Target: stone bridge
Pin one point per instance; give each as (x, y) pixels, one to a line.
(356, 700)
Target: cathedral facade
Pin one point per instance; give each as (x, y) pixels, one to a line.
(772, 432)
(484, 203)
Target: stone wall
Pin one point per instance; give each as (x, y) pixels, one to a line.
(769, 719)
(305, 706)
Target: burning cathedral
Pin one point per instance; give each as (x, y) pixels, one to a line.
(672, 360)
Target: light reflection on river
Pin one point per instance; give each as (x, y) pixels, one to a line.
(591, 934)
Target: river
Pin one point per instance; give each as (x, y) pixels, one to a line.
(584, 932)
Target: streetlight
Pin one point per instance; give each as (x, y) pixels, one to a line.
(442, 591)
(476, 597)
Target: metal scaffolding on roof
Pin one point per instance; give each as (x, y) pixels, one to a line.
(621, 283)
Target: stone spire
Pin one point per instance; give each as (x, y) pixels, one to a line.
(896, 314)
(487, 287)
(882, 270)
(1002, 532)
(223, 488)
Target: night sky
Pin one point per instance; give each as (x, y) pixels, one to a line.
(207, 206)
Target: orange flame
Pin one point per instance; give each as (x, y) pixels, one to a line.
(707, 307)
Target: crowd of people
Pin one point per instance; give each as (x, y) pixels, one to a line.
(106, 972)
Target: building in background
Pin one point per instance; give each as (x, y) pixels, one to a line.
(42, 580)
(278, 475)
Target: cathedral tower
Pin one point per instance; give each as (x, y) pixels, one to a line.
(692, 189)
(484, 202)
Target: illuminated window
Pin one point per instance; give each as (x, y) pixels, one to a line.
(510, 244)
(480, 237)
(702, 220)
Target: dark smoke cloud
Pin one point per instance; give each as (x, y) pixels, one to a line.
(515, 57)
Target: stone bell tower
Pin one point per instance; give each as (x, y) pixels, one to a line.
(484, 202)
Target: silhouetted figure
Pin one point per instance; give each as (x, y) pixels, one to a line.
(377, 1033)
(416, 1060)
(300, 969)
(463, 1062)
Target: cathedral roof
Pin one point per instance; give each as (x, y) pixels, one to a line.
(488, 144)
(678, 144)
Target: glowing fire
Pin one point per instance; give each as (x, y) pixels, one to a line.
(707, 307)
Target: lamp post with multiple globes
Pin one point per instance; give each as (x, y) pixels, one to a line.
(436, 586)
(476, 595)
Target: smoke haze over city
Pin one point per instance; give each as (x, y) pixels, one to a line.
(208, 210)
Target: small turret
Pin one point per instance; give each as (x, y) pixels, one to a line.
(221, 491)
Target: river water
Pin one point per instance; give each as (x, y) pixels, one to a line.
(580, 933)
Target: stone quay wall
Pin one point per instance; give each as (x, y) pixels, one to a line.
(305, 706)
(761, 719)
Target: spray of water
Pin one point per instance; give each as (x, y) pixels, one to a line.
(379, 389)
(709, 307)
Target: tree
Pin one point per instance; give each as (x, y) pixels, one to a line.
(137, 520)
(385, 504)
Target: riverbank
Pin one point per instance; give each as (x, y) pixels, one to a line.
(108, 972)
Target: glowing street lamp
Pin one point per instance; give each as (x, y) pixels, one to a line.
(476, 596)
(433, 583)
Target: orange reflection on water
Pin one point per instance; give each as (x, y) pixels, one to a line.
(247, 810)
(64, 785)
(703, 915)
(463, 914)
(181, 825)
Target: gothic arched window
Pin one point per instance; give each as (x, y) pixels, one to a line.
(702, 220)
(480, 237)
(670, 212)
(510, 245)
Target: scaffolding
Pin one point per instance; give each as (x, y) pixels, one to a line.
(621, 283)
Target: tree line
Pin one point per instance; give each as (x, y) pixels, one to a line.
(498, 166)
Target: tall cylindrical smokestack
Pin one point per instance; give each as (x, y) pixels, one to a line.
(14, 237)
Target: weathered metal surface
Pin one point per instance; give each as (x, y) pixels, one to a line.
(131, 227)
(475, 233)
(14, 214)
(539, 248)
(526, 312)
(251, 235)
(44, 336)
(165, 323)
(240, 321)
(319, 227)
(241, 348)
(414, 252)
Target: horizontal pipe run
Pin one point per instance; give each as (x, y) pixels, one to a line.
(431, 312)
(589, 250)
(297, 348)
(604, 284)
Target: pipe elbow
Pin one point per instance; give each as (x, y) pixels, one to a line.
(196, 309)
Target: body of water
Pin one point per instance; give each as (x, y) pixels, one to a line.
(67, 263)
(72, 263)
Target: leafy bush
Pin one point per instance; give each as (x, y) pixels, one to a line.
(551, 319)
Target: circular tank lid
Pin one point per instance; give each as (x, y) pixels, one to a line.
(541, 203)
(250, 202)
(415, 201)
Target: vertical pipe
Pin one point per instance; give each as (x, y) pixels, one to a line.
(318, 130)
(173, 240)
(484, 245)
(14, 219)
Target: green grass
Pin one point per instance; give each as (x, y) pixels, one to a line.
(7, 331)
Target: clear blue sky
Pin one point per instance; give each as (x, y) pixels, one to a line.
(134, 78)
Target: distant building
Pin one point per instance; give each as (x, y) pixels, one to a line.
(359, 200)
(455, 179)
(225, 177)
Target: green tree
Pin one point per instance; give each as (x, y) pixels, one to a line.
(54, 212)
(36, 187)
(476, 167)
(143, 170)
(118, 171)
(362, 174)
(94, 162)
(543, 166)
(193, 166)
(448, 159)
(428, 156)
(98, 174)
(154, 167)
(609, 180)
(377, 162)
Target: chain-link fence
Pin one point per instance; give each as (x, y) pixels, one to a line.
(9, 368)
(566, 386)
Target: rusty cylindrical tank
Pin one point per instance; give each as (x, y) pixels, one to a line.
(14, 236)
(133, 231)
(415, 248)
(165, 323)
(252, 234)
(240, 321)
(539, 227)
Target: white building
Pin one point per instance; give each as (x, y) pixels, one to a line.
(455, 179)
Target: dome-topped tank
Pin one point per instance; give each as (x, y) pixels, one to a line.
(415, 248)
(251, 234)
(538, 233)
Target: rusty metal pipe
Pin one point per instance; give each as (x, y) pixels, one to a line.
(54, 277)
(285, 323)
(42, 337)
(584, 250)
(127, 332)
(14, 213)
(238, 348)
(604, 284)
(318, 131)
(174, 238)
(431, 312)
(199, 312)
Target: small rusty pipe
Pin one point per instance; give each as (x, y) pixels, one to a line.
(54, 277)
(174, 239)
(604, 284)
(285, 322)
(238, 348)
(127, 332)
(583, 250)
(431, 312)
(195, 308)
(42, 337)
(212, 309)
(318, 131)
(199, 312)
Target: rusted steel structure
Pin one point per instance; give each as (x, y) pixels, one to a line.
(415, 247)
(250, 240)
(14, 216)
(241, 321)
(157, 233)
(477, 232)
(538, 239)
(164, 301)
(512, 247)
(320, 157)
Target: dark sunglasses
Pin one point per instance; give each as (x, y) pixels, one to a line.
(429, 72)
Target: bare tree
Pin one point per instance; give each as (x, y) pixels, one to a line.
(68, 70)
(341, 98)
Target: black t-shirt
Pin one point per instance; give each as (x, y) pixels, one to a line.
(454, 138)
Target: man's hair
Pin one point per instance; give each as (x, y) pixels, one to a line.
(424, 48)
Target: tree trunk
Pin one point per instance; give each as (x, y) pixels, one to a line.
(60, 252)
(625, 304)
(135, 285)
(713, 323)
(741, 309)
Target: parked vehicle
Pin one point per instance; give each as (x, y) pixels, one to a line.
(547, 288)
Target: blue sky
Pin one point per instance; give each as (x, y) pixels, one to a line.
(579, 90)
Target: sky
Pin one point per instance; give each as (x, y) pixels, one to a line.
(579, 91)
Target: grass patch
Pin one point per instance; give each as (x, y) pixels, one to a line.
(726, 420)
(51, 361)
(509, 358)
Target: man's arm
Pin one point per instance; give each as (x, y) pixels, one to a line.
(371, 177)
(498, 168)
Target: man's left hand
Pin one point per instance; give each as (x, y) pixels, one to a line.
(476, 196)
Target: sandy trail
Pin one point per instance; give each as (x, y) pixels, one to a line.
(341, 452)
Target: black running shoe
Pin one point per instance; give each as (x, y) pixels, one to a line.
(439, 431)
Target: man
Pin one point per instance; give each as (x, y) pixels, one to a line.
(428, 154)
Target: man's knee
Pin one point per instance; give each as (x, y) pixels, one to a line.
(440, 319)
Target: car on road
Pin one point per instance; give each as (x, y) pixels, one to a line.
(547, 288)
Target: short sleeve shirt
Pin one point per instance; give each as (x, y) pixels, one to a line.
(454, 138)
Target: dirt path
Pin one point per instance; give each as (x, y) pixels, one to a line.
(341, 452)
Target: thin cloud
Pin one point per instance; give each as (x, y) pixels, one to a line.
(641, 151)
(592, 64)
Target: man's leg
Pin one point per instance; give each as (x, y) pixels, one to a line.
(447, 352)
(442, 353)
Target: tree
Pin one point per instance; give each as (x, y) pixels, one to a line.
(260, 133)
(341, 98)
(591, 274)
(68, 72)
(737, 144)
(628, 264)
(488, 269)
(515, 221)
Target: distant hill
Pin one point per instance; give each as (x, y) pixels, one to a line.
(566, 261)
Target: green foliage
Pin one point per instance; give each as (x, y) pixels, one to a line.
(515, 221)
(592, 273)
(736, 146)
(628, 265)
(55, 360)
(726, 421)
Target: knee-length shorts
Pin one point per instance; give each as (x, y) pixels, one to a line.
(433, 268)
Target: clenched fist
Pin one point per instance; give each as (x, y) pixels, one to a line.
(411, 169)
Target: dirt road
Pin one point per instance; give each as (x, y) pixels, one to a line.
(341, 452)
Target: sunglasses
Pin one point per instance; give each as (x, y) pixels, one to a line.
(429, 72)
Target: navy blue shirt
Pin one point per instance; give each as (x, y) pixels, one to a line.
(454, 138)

EXERCISE BRIEF:
Above are the records; repeat exactly the lines from the one holding "Target: glowing street lamp" down to the one holding "Target: gothic arched window", end lines included.

WRITTEN ANSWER:
Target: glowing street lamp
Pin one point per instance; give each as (x, y) pixels, one to a line.
(476, 596)
(433, 583)
Target: orange reflection on water
Pin one point per instance; give each as (x, y) pixels, one to a line.
(247, 810)
(64, 785)
(703, 915)
(463, 914)
(181, 825)
Target: gothic arched window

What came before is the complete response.